● **AIM**
Could you copy out, character for character, the lines below from the line with "Flashcard Front: What region of the image contains the leafy" up to and including the line with "198,41,271,132"?
** START RECORDS FOR THIS TASK **
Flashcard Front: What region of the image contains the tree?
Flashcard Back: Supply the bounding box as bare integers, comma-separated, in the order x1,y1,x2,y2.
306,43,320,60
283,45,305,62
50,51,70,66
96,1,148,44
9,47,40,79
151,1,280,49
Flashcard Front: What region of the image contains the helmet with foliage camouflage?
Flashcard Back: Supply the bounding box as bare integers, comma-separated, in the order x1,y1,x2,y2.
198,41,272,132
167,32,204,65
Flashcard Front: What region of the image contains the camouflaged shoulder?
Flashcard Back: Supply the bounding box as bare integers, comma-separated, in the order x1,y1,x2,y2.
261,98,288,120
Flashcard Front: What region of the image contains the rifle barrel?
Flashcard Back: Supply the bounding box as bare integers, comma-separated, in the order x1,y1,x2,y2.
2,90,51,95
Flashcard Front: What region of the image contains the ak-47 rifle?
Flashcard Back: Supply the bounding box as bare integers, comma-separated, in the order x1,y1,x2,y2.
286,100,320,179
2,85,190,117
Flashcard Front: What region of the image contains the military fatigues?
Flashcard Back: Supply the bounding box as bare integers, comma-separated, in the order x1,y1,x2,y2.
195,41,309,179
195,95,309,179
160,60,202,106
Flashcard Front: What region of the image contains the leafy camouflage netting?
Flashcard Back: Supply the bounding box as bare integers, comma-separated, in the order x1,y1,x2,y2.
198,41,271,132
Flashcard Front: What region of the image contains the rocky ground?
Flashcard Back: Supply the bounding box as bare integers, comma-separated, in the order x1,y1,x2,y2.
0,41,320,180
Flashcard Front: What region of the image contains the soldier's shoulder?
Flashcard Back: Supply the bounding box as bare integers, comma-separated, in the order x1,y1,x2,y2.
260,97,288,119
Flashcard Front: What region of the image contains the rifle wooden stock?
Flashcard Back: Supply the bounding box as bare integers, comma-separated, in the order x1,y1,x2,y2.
** END RECORDS FOR THIS TASK **
● **RESULT OF THIS EXERCISE**
Flashcard Front: What region of the image contains the leafy camouflage netting?
Flashcard Back: Supply the bounding box as bare integers, comma-separated, in the order x1,y1,x2,y2.
198,41,271,132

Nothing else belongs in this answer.